→ Given instruction 1:
Starting at the first of the rows below and ending at the line that contains "[161,126,190,181]", write out every line again, with each bounding box coordinate offset by 108. Omit the pictures.

→ Supplied passage:
The original TM specification makes the simplifying assumption that transactional code and non-transactional code access non-intersecting memory locations [11]. We relax this and assume that the system maintains strong atomicity, i.e., the transaction's atomicity and isolation properties are still guaranteed when there is a conflicting non-transactional operation.

We make the following modifications to the constraint graph to model the additional rules above. 1) For the **TransOpOp** rule, we add an edge between any two adjacent memory operations within a transaction; 2) For the **TransMembar** rule, we need to make sure that there is a path from any preceding memory operation to the transaction start instruction, and also a path from the transaction end instruction to any succeeding operation. In the case where the non-transactional code conforms to Sequential Consistency, we only need to add an edge

between the transaction start/end instruction and their immediate predecessor/successor instruction, as all other edges are transitively implied; 3) For the **TransAtomicity** rule, we represent a complete transaction as a meta-vertex and connect it to all inter-processor dependence edges incident on any contained transactional operation.



Figure 1. Constraint graph example

An example of transactional code for two processors P1 and P2 is given in Figure-1 (a). For the observed execution scenario, the extended constraint graph is shown in Figure-1(b). The consistency edges (shown in solid lines) are added among instructions in the same processor. These only depend on the semantics of the architecture's memory model, and the transitively implied edges are not shown for clarity. We can see that the added consistency edges sufficiently reflect the TransOpOp and TransMembar rules described above. The dependence edges (shown in dotted line) are added among conflicting instructions (accesses to the same address). In this case, the intra-processor dependence edges are implied by the consistency edges. The inter-processor dependence edges depend on the runtime order in which two conflicting instructions are performed from different threads. These are to be constructed using the methods described in Section 3. The resulting graph still preserves the property that it is acyclic iff the transactional execution is correct. Intuitively, from the acyclic constraint graph we can find a total order of interleaving transactions and nontransactional operations that satisfies the transactional memory semantics. For the given example, a legal total order is such that all P2's transactions/operations are performed before P1's.

→ Given instruction 2:
Go on with the passage on constraint graphs for transactional memory, beginning after its last sentence.

→ Records to process:

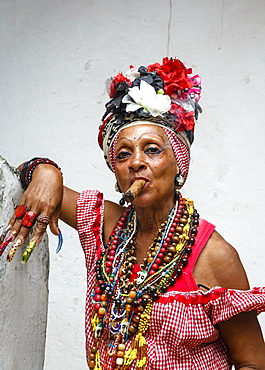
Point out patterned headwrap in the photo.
[98,58,201,183]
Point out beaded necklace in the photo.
[88,193,199,370]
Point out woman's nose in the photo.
[130,151,146,172]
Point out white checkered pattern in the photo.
[77,191,265,370]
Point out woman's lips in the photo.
[130,176,150,186]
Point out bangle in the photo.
[20,157,62,190]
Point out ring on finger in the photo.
[37,215,50,225]
[15,204,28,219]
[21,211,37,228]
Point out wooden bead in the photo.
[129,290,136,298]
[98,307,106,315]
[168,245,176,253]
[116,357,123,366]
[88,360,96,369]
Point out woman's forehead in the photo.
[118,124,168,141]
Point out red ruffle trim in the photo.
[158,288,227,305]
[93,193,103,260]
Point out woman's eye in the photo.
[116,150,130,159]
[145,146,163,154]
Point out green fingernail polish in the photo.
[20,240,37,263]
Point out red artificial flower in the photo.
[169,103,195,131]
[148,58,193,96]
[109,73,131,99]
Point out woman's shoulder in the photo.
[104,200,125,245]
[194,231,249,290]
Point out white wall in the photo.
[0,156,49,370]
[0,0,265,370]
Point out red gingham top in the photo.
[77,190,265,370]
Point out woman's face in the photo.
[115,124,178,207]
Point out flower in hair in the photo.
[109,73,131,98]
[148,58,193,96]
[122,80,171,117]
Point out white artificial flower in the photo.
[122,81,171,117]
[125,67,140,81]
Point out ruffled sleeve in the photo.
[205,287,265,325]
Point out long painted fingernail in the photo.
[0,225,11,244]
[20,239,37,263]
[0,234,15,257]
[6,239,23,262]
[56,228,63,253]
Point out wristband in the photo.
[20,157,62,190]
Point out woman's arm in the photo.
[218,311,265,370]
[9,164,79,244]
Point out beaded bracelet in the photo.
[20,157,62,190]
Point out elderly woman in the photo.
[0,58,265,370]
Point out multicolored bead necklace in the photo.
[88,193,199,370]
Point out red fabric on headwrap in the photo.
[161,126,190,181]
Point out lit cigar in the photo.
[120,179,146,205]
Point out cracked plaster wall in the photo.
[0,156,49,370]
[0,0,265,370]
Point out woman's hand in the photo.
[0,164,63,262]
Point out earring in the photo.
[114,181,122,193]
[174,173,185,188]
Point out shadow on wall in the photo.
[0,156,49,370]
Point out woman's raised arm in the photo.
[2,163,79,259]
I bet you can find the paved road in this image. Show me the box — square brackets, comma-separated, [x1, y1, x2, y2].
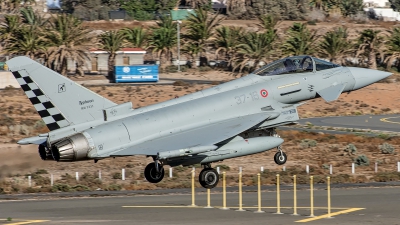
[0, 187, 400, 225]
[298, 114, 400, 132]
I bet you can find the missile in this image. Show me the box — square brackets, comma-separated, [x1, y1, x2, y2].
[157, 145, 217, 159]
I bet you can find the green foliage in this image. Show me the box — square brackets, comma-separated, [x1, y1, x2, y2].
[149, 16, 177, 66]
[35, 169, 49, 174]
[214, 26, 243, 66]
[318, 27, 354, 64]
[71, 184, 90, 191]
[344, 144, 357, 155]
[233, 30, 278, 72]
[300, 139, 318, 148]
[112, 172, 122, 179]
[354, 155, 369, 166]
[389, 0, 400, 12]
[105, 184, 122, 191]
[339, 0, 364, 17]
[282, 23, 317, 55]
[219, 164, 231, 171]
[379, 142, 394, 154]
[121, 27, 148, 48]
[51, 184, 71, 192]
[385, 27, 400, 72]
[373, 172, 400, 182]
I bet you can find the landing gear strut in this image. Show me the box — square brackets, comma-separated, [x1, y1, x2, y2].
[199, 163, 219, 189]
[274, 145, 287, 165]
[144, 161, 164, 183]
[270, 128, 287, 165]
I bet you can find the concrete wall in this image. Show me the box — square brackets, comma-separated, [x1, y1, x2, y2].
[0, 71, 20, 89]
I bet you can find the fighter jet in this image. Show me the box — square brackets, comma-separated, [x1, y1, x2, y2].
[6, 56, 391, 188]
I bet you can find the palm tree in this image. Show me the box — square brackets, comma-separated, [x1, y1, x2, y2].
[233, 30, 277, 72]
[214, 26, 243, 66]
[385, 27, 400, 72]
[20, 7, 47, 28]
[99, 31, 124, 78]
[148, 16, 177, 66]
[318, 27, 353, 64]
[282, 23, 318, 55]
[121, 27, 148, 48]
[45, 14, 95, 75]
[4, 26, 47, 59]
[257, 14, 280, 30]
[0, 15, 21, 45]
[356, 29, 384, 69]
[183, 8, 224, 61]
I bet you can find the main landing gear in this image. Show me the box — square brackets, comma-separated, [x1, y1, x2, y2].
[199, 163, 219, 189]
[144, 160, 164, 183]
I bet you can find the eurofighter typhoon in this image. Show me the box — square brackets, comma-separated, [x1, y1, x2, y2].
[6, 56, 391, 188]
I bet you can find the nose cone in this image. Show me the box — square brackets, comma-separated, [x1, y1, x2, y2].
[347, 67, 392, 90]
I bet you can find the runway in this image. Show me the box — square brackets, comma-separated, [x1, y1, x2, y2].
[298, 114, 400, 132]
[0, 187, 400, 225]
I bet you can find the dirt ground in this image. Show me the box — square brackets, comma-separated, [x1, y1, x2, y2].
[0, 68, 400, 192]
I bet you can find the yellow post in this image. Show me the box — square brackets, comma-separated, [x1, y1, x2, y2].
[275, 174, 283, 214]
[292, 175, 299, 216]
[191, 167, 196, 207]
[204, 188, 213, 209]
[327, 177, 332, 218]
[236, 171, 245, 212]
[310, 176, 314, 217]
[255, 173, 264, 213]
[221, 171, 229, 210]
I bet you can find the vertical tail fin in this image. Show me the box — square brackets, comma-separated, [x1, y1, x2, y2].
[6, 56, 116, 130]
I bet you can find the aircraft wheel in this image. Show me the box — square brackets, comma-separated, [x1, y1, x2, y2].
[199, 168, 219, 189]
[144, 163, 164, 183]
[274, 151, 287, 165]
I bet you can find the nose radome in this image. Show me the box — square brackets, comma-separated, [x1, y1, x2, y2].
[347, 67, 392, 90]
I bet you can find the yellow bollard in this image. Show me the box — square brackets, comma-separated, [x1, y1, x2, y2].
[310, 176, 314, 217]
[275, 174, 283, 214]
[190, 167, 196, 207]
[327, 177, 332, 218]
[221, 171, 229, 210]
[236, 171, 245, 212]
[204, 188, 213, 209]
[255, 173, 265, 213]
[292, 175, 299, 216]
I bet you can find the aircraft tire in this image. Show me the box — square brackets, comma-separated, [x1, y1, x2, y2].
[144, 163, 164, 183]
[199, 168, 219, 189]
[274, 152, 287, 165]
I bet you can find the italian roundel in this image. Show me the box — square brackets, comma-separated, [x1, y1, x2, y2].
[260, 89, 268, 98]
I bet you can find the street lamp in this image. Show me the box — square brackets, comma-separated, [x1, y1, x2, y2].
[176, 20, 182, 72]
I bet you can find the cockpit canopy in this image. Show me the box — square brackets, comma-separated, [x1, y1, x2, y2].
[253, 55, 340, 76]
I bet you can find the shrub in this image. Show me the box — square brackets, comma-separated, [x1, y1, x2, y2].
[379, 142, 394, 154]
[112, 172, 122, 179]
[216, 164, 231, 170]
[354, 155, 369, 166]
[35, 169, 49, 174]
[106, 184, 122, 191]
[51, 184, 71, 192]
[344, 144, 357, 155]
[71, 184, 90, 191]
[300, 139, 317, 148]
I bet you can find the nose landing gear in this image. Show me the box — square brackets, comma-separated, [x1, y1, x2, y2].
[199, 163, 219, 189]
[144, 161, 164, 183]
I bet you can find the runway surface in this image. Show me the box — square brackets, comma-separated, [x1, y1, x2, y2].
[0, 187, 400, 225]
[298, 114, 400, 132]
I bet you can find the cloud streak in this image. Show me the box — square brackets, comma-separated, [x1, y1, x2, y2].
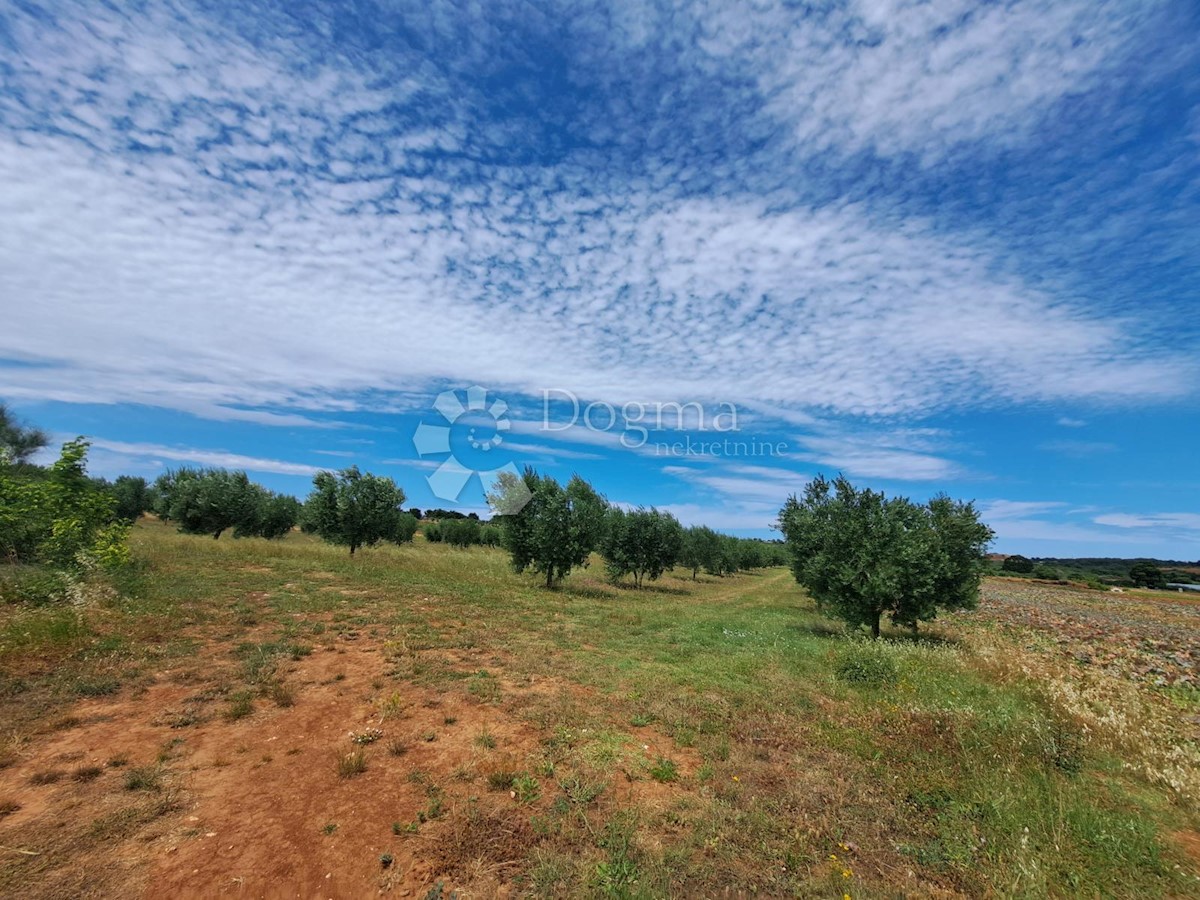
[0, 1, 1198, 436]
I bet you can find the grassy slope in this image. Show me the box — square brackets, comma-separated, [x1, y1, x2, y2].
[0, 522, 1200, 898]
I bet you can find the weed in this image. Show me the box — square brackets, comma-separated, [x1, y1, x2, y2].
[350, 728, 383, 746]
[512, 775, 541, 805]
[125, 766, 162, 791]
[337, 750, 367, 778]
[266, 682, 296, 709]
[487, 772, 517, 791]
[467, 668, 500, 703]
[650, 756, 679, 784]
[379, 694, 404, 722]
[558, 775, 607, 806]
[226, 691, 254, 722]
[833, 642, 900, 688]
[74, 677, 121, 697]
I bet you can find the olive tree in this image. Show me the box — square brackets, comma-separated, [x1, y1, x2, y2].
[487, 467, 607, 588]
[679, 526, 721, 581]
[304, 466, 404, 556]
[0, 403, 50, 466]
[779, 476, 992, 637]
[155, 467, 265, 540]
[600, 508, 683, 588]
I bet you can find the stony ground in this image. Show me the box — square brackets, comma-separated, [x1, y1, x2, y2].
[980, 578, 1200, 688]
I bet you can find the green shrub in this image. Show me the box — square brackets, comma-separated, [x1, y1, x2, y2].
[833, 644, 900, 688]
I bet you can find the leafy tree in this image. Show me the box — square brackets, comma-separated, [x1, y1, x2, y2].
[1129, 560, 1166, 589]
[600, 508, 683, 588]
[442, 517, 481, 550]
[304, 466, 404, 556]
[0, 403, 50, 466]
[679, 526, 721, 581]
[234, 496, 302, 540]
[479, 524, 504, 547]
[738, 539, 767, 571]
[1000, 553, 1033, 575]
[155, 467, 265, 540]
[108, 475, 155, 522]
[0, 438, 128, 570]
[488, 467, 607, 588]
[779, 476, 992, 637]
[704, 534, 742, 575]
[394, 510, 418, 544]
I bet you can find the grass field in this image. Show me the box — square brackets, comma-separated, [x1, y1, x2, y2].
[0, 521, 1200, 900]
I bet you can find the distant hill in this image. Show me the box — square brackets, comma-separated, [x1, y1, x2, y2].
[989, 553, 1200, 586]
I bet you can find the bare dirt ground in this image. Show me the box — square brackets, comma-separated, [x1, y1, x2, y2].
[980, 578, 1200, 688]
[0, 636, 698, 898]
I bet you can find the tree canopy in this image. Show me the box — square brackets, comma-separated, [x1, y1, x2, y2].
[304, 466, 404, 556]
[488, 467, 607, 587]
[0, 403, 50, 466]
[779, 476, 992, 637]
[600, 508, 683, 587]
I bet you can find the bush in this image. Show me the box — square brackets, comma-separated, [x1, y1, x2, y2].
[833, 644, 900, 688]
[442, 518, 480, 548]
[0, 439, 128, 571]
[396, 512, 416, 544]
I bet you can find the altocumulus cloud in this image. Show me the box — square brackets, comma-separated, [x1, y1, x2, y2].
[0, 0, 1195, 432]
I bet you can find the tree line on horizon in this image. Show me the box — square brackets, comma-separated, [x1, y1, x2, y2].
[0, 404, 992, 637]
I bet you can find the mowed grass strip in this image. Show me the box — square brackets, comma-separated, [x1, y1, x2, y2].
[0, 520, 1200, 898]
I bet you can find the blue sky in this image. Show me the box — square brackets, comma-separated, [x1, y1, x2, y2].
[0, 0, 1200, 559]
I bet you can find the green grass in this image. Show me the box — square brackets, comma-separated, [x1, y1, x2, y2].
[0, 522, 1200, 898]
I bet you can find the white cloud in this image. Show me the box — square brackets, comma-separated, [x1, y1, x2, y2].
[1092, 512, 1200, 532]
[0, 0, 1185, 436]
[979, 500, 1067, 522]
[1038, 440, 1117, 457]
[89, 438, 320, 475]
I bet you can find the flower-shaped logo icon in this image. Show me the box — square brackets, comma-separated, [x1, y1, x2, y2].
[413, 384, 523, 512]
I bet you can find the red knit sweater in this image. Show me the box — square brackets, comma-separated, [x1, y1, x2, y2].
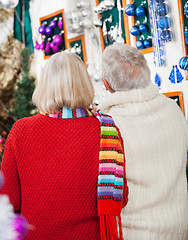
[1, 114, 127, 240]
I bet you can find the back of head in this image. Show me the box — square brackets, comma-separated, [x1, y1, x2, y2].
[102, 43, 150, 91]
[33, 51, 94, 113]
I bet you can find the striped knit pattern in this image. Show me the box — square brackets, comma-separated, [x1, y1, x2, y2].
[45, 106, 124, 201]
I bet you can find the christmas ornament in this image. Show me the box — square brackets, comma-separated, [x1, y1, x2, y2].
[130, 26, 140, 36]
[139, 24, 148, 33]
[144, 40, 151, 48]
[157, 3, 169, 16]
[160, 30, 172, 42]
[136, 40, 144, 50]
[158, 17, 171, 30]
[0, 0, 19, 9]
[45, 42, 51, 53]
[38, 25, 45, 35]
[45, 26, 53, 35]
[34, 41, 40, 50]
[125, 4, 136, 16]
[57, 17, 63, 29]
[179, 57, 188, 71]
[155, 73, 161, 88]
[53, 35, 63, 45]
[13, 214, 29, 240]
[135, 6, 146, 17]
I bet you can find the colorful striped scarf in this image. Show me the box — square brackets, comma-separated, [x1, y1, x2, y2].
[42, 107, 124, 240]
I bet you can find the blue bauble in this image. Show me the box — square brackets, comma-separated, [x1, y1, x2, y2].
[136, 6, 146, 17]
[157, 3, 169, 16]
[130, 26, 140, 36]
[160, 30, 172, 42]
[179, 57, 188, 71]
[125, 4, 136, 16]
[139, 24, 148, 33]
[136, 40, 144, 50]
[158, 17, 171, 30]
[144, 40, 151, 48]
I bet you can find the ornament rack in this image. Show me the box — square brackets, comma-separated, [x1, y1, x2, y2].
[40, 9, 67, 59]
[67, 35, 87, 67]
[178, 0, 188, 80]
[163, 91, 185, 114]
[96, 0, 130, 51]
[130, 0, 153, 54]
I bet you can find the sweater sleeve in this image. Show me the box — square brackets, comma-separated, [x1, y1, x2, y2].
[0, 133, 21, 212]
[116, 126, 129, 208]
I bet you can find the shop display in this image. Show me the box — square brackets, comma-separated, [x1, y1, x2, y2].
[68, 35, 87, 64]
[35, 9, 67, 59]
[125, 0, 153, 53]
[178, 0, 188, 80]
[93, 0, 130, 50]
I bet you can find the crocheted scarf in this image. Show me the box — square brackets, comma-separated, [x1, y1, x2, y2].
[42, 107, 124, 240]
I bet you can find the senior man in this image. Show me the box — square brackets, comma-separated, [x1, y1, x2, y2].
[100, 43, 188, 240]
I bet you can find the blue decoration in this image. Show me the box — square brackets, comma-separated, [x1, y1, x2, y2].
[130, 26, 140, 36]
[157, 3, 169, 16]
[144, 40, 151, 48]
[158, 17, 171, 30]
[160, 30, 172, 42]
[125, 4, 136, 16]
[155, 73, 161, 88]
[136, 40, 144, 50]
[168, 65, 175, 84]
[175, 65, 184, 83]
[136, 6, 146, 17]
[179, 57, 188, 71]
[139, 24, 148, 33]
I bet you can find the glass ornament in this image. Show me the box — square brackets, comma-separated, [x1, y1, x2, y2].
[139, 24, 148, 33]
[130, 26, 140, 36]
[125, 4, 136, 16]
[38, 25, 45, 35]
[158, 17, 171, 30]
[179, 57, 188, 71]
[136, 40, 144, 50]
[160, 30, 172, 42]
[157, 3, 169, 16]
[135, 6, 146, 17]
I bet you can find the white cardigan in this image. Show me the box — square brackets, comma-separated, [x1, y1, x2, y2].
[100, 83, 188, 240]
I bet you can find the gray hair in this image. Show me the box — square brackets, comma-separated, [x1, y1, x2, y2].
[102, 43, 151, 91]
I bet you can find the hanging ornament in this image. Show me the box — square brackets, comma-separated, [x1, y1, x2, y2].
[130, 26, 140, 36]
[125, 4, 136, 16]
[45, 26, 53, 35]
[139, 24, 148, 33]
[53, 35, 63, 45]
[175, 65, 184, 83]
[135, 6, 146, 17]
[34, 41, 40, 50]
[157, 3, 169, 16]
[136, 40, 144, 50]
[45, 42, 51, 53]
[155, 73, 161, 88]
[57, 17, 63, 29]
[158, 17, 171, 30]
[179, 57, 188, 71]
[168, 65, 175, 84]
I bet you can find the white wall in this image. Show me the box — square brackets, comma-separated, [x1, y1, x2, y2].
[30, 0, 188, 119]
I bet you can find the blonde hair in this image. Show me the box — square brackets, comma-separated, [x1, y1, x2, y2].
[32, 51, 94, 113]
[102, 43, 151, 91]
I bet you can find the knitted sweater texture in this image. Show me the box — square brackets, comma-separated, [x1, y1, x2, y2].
[100, 83, 188, 240]
[1, 114, 106, 240]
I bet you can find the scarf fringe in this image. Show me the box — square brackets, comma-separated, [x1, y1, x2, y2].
[100, 215, 123, 240]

→ Task output 1:
Point out patterned headwrap in the photo.
[206,166,309,291]
Point out beaded necklace in the photo.
[196,301,307,478]
Point out woman's nose in the photo.
[238,259,254,280]
Point out white checkered pattern in the photo.
[185,299,373,478]
Point out woman's lips in the photo.
[238,284,258,294]
Point out bangle in the photo.
[128,265,170,298]
Point out ring on finger in the photo.
[145,323,158,333]
[123,312,136,327]
[129,319,145,336]
Point out wooden bead in the photo.
[237,398,244,406]
[206,415,214,423]
[276,353,284,361]
[224,465,231,474]
[196,468,204,477]
Point out woman's forehead in the photo.
[226,232,276,249]
Point out red ruffle trim in the photo.
[266,396,335,413]
[201,301,211,368]
Point out woman's eye in the photo.
[224,258,238,267]
[253,254,271,262]
Point out green fingernail polish in the photo.
[128,348,145,371]
Point out red artificial flower in the photo.
[277,211,303,239]
[256,166,301,204]
[217,181,239,207]
Point out woman's shoulder in the photo.
[212,308,233,353]
[302,339,357,398]
Point out white wall in the photo.
[108,264,157,478]
[108,108,373,478]
Point out red gingham top in the photo.
[185,298,373,478]
Point out woman's face in the photo.
[223,232,286,315]
Point out flower in hair in the photo.
[217,181,239,206]
[256,166,301,204]
[230,188,279,225]
Point out white artificial flower in the photo.
[230,189,279,225]
[233,175,248,189]
Point out ruffled sleeve in the photo.
[313,395,373,433]
Point out long painted fingernail in the photo.
[108,333,119,352]
[128,347,145,371]
[108,342,123,365]
[114,347,131,370]
[164,336,171,361]
Point out wristband in the photo.
[128,265,170,298]
Point out woman's arm in the photo.
[326,419,373,478]
[117,272,187,352]
Point out beaded bracelet in the photo.
[128,265,170,298]
Point out elderly woman in the photo.
[108,166,373,478]
Point out multicolored bead necklace in the photo.
[196,301,307,478]
Point out red fabric on headwrap in the photo.
[269,234,298,289]

→ Task output 2:
#### 2.3. Graph optimizations

A straightforward application of the extended constraint graph model is to collect all dynamic memory operations in the entire program execution and add all the consistency/dependence edges. However, this is impractical as large programs may run billions of instruction before completion and the resulting graph size will be too large to be handled. To alleviate this problem,

we apply the following graph optimization techniques to reduce the size of the graph to be checked:

Graph reduction: This reduces the number of graph vertices that we have to track for a given execution interval. The basic ideas are illustrated in Figure 2(a). We have two observations: 1) since all intra-processor edges are implied by program order, for the observed execution trace on P1 to form a cycle, there must be an incoming edge at the top and an outgoing edge at the bottom. Therefore, we can ignore vertex 1/6, as they cannot be involved in a cycle; 2) the vertex 3 and 4 can be compressed. To detect a potential cycle, we only need an edge from 2 to 5, which is effectively the transitive closure of the removed edges.



Figure 2. Constraint graph optimizations

Graph slicing: This reduces the scope of the checking. The basic idea is illustrated in Figure 2(b). Instead of waiting for the entire program to finish execution, we dynamically identify a sub-graph for the currently observed executions that can be safely checked and pruned away. As shown in the example, for the check to be valid, the graph slice boundary must satisfy the property that there are only forward edges across the boundary. Since there is no backward edge, it ensures that there is no cycle that involves graph vertices both before and after the boundary. Therefore, testing the acyclic property of the sliced graphs is equivalent to testing the complete graph.

Note that for transactional execution, we allow the slice to be in the middle of a transaction. In this case we will record the causality relationship observed between two transactions before the graph slice, and take this into account when checking the succeeding execution to detect potential violation of the atomicity property.

Combining these techniques enables us to perform practical online checking of the transactional memory system execution. We describe our design methodology in the next section.

#### 3. Design methodology

As discussed in Section 1, a violation of Transactional Memory semantics may be caused by subtle interactions

of many system components. Current studies show that the memory interface has already become the largest subclass of silicon errors reported in processor errata [12]. Adding transactional memory support will further increase the system complexity, and limit the effectiveness of existing design verification techniques and local component protection schemes. Therefore, we propose to dynamically construct and check the constraint graph, which ensures the end-to-end correctness of the observed system execution results.

Our targeted errors include any design bug/dynamic fault induced execution errors that break the Transactional Memory semantics modeled by the constraint graph. Section 4 provides a case study of the detected bug. Note that there are other system correctness aspects to be ensured for complete correctness of transactional execution, and we leverage existing techniques to guarantee those requirements, e.g., the local computation within a transaction must be performed correctly. This is well-addressed by existing uniprocessor verification techniques. In our approach, we do not explicitly check the data values. We assume the storage structures are protected by techniques such as ECC, so that for a validated total access order, the data is not corrupted between memory accesses and the correct value flow is guaranteed.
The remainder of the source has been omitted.